* Directions for this task *
What appears in the data must be reproduced exactly.

* Data shown *
____

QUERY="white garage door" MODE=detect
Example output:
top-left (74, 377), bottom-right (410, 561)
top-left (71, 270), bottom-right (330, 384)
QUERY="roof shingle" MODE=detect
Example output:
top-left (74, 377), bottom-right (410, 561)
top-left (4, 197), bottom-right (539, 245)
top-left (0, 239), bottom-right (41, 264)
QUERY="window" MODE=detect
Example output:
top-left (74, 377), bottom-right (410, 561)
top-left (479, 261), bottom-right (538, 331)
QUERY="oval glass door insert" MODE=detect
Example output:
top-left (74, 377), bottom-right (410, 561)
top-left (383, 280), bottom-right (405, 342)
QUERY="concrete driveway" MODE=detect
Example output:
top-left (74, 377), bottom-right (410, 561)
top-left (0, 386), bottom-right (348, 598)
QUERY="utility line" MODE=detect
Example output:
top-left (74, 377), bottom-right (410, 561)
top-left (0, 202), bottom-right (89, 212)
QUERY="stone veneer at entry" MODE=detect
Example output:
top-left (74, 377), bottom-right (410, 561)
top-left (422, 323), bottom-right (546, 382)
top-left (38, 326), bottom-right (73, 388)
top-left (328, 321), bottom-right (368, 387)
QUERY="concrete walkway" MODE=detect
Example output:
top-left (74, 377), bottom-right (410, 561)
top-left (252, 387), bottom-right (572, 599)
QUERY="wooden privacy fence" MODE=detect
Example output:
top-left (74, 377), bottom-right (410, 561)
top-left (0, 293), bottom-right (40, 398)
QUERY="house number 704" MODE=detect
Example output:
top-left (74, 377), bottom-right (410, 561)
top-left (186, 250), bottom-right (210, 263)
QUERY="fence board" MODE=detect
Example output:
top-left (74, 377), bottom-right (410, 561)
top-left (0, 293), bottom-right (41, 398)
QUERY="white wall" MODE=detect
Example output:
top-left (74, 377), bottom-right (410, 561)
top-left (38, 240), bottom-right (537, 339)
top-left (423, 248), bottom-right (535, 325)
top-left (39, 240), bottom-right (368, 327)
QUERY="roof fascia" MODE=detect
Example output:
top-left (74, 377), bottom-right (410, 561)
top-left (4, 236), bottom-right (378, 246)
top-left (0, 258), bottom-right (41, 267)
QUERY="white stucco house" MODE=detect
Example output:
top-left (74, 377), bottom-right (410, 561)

____

* Response area *
QUERY="white garage door" MODE=detect
Example output:
top-left (74, 377), bottom-right (410, 561)
top-left (71, 270), bottom-right (330, 384)
QUERY="roof shingle" MODE=detect
Example output:
top-left (74, 377), bottom-right (410, 561)
top-left (4, 197), bottom-right (539, 245)
top-left (0, 239), bottom-right (41, 264)
QUERY="window" MODE=detect
Example output:
top-left (74, 377), bottom-right (410, 561)
top-left (479, 261), bottom-right (538, 331)
QUERY="oval glass door insert" MODE=detect
Example output:
top-left (74, 377), bottom-right (410, 561)
top-left (383, 280), bottom-right (405, 342)
QUERY="concrete driveway" MODE=detect
Example output:
top-left (74, 377), bottom-right (410, 561)
top-left (0, 386), bottom-right (348, 598)
QUERY="utility line" MODE=detect
Example output:
top-left (74, 377), bottom-right (410, 561)
top-left (0, 202), bottom-right (89, 212)
QUERY="stone veneer at entry" MODE=detect
Example output:
top-left (74, 377), bottom-right (410, 561)
top-left (422, 323), bottom-right (546, 382)
top-left (38, 326), bottom-right (73, 388)
top-left (328, 321), bottom-right (368, 387)
QUERY="concrete walkway" MODE=detect
Example output:
top-left (74, 377), bottom-right (410, 561)
top-left (252, 387), bottom-right (572, 599)
QUERY="wooden privacy fence" MODE=detect
Example output:
top-left (74, 377), bottom-right (410, 561)
top-left (0, 293), bottom-right (40, 398)
QUERY="house number 704" MODE=detect
Example output:
top-left (74, 377), bottom-right (410, 561)
top-left (186, 250), bottom-right (210, 263)
QUERY="fence board" MODE=detect
Example output:
top-left (74, 377), bottom-right (410, 561)
top-left (0, 293), bottom-right (41, 398)
QUERY="white wall" MODE=detect
Example output:
top-left (74, 377), bottom-right (410, 561)
top-left (38, 240), bottom-right (537, 339)
top-left (423, 248), bottom-right (535, 325)
top-left (39, 240), bottom-right (368, 327)
QUERY="roof fascia" MODE=detect
Example output:
top-left (74, 377), bottom-right (410, 561)
top-left (4, 236), bottom-right (378, 246)
top-left (0, 258), bottom-right (41, 267)
QUERY="white stucco house" MODE=detect
Example output:
top-left (74, 377), bottom-right (410, 561)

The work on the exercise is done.